• Problem requirements
How many lines in the entries below contain the string "mirror", matching case exactly? Reply with the number alone.

>> Start

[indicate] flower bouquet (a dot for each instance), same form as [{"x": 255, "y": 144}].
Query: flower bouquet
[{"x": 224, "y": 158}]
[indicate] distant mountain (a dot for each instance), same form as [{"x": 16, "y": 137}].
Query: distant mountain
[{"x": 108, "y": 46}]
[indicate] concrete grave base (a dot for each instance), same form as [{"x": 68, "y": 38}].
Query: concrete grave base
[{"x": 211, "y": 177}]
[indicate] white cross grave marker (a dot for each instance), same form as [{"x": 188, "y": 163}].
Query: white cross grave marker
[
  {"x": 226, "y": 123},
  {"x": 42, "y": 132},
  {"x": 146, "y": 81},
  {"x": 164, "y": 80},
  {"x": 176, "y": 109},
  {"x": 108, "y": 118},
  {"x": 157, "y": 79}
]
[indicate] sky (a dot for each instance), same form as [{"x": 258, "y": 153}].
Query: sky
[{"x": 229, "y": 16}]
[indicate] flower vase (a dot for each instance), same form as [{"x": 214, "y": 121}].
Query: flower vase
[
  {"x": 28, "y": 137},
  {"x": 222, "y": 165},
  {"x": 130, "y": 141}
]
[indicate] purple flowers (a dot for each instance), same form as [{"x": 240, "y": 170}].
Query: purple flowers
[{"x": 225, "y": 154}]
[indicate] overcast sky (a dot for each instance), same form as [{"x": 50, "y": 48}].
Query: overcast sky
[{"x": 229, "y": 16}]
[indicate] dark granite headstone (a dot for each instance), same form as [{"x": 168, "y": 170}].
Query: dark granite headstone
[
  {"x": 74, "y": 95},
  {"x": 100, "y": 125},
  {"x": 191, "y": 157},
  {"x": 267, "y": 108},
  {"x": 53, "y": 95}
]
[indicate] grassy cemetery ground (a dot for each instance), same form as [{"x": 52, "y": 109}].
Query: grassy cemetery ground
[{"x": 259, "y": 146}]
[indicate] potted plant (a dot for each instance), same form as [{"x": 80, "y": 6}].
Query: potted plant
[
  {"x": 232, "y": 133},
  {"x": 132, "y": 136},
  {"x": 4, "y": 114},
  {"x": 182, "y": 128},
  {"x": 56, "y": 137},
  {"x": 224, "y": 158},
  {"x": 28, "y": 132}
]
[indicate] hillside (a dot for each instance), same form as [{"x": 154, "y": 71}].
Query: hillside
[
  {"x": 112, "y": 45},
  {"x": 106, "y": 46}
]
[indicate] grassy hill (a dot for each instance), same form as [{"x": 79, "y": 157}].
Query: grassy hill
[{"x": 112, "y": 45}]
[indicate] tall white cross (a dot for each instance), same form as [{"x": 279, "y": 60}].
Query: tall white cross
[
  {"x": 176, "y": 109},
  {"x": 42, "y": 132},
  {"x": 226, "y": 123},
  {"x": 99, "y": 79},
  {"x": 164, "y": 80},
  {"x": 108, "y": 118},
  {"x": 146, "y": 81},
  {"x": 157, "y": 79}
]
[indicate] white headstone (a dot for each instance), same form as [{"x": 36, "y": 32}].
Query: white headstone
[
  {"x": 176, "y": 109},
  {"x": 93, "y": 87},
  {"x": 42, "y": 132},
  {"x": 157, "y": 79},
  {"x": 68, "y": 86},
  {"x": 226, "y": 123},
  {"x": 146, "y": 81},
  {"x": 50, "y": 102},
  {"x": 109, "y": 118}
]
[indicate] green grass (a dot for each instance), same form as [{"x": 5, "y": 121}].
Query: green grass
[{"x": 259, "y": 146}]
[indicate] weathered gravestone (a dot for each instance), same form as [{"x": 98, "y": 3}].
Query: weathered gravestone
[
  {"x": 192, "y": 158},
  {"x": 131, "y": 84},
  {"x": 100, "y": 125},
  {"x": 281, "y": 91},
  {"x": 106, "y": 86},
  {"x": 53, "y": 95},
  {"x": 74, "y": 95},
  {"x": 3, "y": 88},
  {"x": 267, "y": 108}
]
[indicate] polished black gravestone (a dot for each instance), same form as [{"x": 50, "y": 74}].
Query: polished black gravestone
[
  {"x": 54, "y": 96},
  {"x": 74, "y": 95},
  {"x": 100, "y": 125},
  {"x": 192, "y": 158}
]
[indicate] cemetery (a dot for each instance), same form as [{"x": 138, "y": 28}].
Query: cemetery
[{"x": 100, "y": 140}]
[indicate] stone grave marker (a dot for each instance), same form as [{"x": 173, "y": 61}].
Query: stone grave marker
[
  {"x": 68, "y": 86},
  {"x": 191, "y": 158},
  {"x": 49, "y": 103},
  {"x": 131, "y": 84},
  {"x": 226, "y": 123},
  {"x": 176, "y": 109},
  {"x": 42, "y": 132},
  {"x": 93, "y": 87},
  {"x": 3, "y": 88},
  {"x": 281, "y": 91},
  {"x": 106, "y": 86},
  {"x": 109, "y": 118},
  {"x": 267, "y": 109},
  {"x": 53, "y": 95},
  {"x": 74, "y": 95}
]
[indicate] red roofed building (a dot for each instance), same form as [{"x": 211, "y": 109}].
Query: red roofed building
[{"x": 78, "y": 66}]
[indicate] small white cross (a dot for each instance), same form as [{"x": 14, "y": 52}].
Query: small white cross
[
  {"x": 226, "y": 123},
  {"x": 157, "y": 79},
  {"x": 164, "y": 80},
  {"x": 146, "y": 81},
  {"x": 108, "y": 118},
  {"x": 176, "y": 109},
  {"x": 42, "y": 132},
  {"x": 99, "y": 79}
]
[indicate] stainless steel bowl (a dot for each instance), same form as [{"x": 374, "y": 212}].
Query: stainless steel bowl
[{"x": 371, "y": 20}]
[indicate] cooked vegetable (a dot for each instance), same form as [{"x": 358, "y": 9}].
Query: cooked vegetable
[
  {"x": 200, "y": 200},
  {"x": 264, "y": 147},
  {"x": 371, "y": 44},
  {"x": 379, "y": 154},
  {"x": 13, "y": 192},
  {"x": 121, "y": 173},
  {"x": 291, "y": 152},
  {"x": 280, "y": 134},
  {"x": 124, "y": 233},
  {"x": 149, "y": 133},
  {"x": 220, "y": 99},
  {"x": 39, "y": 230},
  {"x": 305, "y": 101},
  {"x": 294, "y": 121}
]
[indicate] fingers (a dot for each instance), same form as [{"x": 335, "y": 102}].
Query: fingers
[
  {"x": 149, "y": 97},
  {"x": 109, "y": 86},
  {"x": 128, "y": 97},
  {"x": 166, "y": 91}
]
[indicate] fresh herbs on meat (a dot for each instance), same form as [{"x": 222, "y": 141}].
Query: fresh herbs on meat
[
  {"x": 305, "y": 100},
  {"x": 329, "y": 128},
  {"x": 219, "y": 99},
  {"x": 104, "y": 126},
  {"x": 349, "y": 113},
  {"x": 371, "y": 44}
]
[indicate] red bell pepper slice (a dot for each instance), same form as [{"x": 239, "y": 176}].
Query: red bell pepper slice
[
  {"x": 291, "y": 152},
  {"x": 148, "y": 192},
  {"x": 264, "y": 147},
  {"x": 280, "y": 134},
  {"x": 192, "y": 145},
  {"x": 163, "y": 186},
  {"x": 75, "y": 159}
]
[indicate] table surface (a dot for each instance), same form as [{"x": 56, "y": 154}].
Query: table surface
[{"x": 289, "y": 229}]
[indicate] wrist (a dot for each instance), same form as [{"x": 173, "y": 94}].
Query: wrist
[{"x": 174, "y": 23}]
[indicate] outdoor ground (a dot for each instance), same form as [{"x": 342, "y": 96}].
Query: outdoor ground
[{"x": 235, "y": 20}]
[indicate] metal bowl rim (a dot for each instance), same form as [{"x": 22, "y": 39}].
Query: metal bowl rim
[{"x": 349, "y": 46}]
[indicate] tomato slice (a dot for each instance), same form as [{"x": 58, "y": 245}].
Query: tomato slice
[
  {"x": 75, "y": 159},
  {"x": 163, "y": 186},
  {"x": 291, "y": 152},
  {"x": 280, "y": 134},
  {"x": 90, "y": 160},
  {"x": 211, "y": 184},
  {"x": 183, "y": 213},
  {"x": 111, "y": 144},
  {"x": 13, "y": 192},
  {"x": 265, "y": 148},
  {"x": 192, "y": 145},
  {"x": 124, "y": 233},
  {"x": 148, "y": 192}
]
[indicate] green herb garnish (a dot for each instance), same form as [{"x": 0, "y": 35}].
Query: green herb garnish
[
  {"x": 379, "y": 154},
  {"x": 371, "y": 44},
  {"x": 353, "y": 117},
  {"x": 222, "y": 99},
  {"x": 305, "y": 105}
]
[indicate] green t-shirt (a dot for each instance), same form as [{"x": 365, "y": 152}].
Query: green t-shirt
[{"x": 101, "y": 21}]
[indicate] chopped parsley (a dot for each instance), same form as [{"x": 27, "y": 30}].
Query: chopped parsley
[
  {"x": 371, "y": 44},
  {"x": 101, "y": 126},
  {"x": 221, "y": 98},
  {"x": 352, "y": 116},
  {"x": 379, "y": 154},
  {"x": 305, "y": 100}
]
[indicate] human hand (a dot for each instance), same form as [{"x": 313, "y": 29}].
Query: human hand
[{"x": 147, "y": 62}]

>> End
>> Start

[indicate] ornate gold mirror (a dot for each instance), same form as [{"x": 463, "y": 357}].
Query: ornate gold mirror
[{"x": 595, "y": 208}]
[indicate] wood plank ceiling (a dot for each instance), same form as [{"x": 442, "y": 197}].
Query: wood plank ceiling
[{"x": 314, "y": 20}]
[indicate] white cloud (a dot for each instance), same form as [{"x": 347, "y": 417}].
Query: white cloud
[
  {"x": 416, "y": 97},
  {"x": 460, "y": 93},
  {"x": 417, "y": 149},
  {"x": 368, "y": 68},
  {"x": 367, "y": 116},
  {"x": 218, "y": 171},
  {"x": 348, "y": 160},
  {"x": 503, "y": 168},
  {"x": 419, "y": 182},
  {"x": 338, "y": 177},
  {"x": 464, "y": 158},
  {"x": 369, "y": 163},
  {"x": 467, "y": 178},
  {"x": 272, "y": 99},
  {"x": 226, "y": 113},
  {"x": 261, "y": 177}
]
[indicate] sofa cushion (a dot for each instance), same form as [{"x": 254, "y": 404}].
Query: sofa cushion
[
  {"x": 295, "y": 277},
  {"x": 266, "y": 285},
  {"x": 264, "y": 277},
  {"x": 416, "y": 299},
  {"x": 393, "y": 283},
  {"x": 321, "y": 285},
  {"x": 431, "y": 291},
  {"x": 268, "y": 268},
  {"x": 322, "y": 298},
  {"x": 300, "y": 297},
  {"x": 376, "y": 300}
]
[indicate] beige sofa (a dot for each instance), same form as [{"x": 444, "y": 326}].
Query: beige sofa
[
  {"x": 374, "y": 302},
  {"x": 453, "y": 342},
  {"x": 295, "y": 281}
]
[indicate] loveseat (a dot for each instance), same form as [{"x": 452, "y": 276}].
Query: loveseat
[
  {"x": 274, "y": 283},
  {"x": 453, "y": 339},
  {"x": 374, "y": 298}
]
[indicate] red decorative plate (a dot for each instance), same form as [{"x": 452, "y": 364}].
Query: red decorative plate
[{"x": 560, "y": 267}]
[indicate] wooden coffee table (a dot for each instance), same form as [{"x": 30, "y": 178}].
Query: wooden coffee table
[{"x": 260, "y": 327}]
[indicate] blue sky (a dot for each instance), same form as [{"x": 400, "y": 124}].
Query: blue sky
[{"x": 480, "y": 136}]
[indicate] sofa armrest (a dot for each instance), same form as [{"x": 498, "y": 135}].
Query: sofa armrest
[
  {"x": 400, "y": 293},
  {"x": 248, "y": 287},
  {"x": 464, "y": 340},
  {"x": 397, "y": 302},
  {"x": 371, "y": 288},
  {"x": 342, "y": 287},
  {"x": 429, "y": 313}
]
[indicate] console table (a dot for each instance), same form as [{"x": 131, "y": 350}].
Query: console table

>> End

• Solution for this problem
2